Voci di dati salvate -
++++

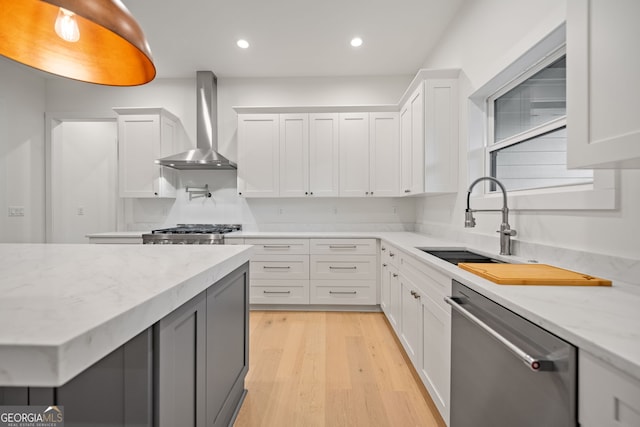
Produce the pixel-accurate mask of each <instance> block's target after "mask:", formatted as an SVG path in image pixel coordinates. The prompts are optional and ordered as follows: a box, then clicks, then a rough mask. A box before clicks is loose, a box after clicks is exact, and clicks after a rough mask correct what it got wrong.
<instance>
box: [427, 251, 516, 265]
mask: <svg viewBox="0 0 640 427" xmlns="http://www.w3.org/2000/svg"><path fill="white" fill-rule="evenodd" d="M417 249H420V250H421V251H423V252H426V253H428V254H429V255H433V256H435V257H438V258H440V259H442V260H445V261H447V262H450V263H451V264H456V265H458V263H461V262H482V263H498V264H504V263H505V262H504V261H500V260H497V259H495V258H491V257H488V256H485V255H480V254H477V253H475V252H471V251H468V250H466V249H426V248H417Z"/></svg>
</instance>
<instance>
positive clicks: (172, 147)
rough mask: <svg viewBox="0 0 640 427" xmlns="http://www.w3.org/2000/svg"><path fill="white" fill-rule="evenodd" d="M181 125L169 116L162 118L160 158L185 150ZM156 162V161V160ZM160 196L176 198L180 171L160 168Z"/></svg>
mask: <svg viewBox="0 0 640 427" xmlns="http://www.w3.org/2000/svg"><path fill="white" fill-rule="evenodd" d="M180 131H181V128H180V124H179V123H178V122H177V121H176V120H173V119H172V118H170V117H167V116H161V117H160V156H159V157H167V156H171V155H173V154H176V153H180V152H182V151H184V150H185V147H184V146H183V145H182V144H181V142H180V141H181V138H180ZM154 160H155V159H154ZM158 169H159V172H160V173H159V174H158V178H157V179H158V185H157V187H158V195H159V196H160V197H175V196H176V186H177V183H178V171H176V170H175V169H172V168H168V167H164V166H159V167H158Z"/></svg>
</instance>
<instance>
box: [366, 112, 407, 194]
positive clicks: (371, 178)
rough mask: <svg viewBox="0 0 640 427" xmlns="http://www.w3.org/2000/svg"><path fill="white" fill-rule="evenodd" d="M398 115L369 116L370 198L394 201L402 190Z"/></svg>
mask: <svg viewBox="0 0 640 427" xmlns="http://www.w3.org/2000/svg"><path fill="white" fill-rule="evenodd" d="M398 119H399V115H398V113H370V114H369V125H370V131H369V161H370V168H369V194H370V195H371V196H381V197H394V196H397V195H398V193H399V189H400V173H399V171H400V141H399V137H400V132H399V127H398Z"/></svg>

++++

Obiettivo del compito - Ricopia alla lettera tutti i record qui sopra, omettendo le immagini.

Esercizio svolto -
Produce the pixel-accurate mask of each <instance> block's target after "mask:", formatted as an SVG path in image pixel coordinates. The prompts are optional and ordered as follows: a box, then clicks, then a rough mask. A box before clicks is loose, a box after clicks is exact, and clicks after a rough mask correct what it got wrong.
<instance>
box: [427, 251, 516, 265]
mask: <svg viewBox="0 0 640 427" xmlns="http://www.w3.org/2000/svg"><path fill="white" fill-rule="evenodd" d="M417 249H420V250H421V251H423V252H426V253H428V254H429V255H433V256H435V257H438V258H440V259H442V260H445V261H447V262H450V263H451V264H456V265H458V263H461V262H482V263H498V264H504V263H505V262H504V261H500V260H497V259H495V258H491V257H488V256H485V255H480V254H477V253H475V252H471V251H468V250H466V249H426V248H417Z"/></svg>
</instance>
<instance>
positive clicks: (172, 147)
rough mask: <svg viewBox="0 0 640 427" xmlns="http://www.w3.org/2000/svg"><path fill="white" fill-rule="evenodd" d="M181 125L169 116L162 118L160 158L185 150ZM156 162V161V160ZM160 196L176 198L180 171L160 168Z"/></svg>
mask: <svg viewBox="0 0 640 427" xmlns="http://www.w3.org/2000/svg"><path fill="white" fill-rule="evenodd" d="M180 131H181V128H180V124H179V123H178V122H177V121H176V120H173V119H172V118H170V117H167V116H161V117H160V156H159V157H167V156H171V155H173V154H176V153H180V152H182V151H184V150H185V147H184V146H183V145H182V144H181V142H180V141H181V138H180ZM154 160H155V159H154ZM158 169H159V172H160V173H159V174H158V178H157V179H158V185H157V187H158V195H159V196H160V197H175V196H176V186H177V183H178V171H176V170H175V169H172V168H168V167H164V166H159V167H158Z"/></svg>
</instance>
<instance>
box: [366, 112, 407, 194]
positive clicks: (371, 178)
rough mask: <svg viewBox="0 0 640 427" xmlns="http://www.w3.org/2000/svg"><path fill="white" fill-rule="evenodd" d="M398 115L369 116L370 198L394 201L402 190Z"/></svg>
mask: <svg viewBox="0 0 640 427" xmlns="http://www.w3.org/2000/svg"><path fill="white" fill-rule="evenodd" d="M398 119H399V115H398V113H370V114H369V125H370V131H369V161H370V168H369V194H370V195H371V196H381V197H394V196H397V195H398V193H399V189H400V173H399V171H400V141H399V137H400V132H399V127H398Z"/></svg>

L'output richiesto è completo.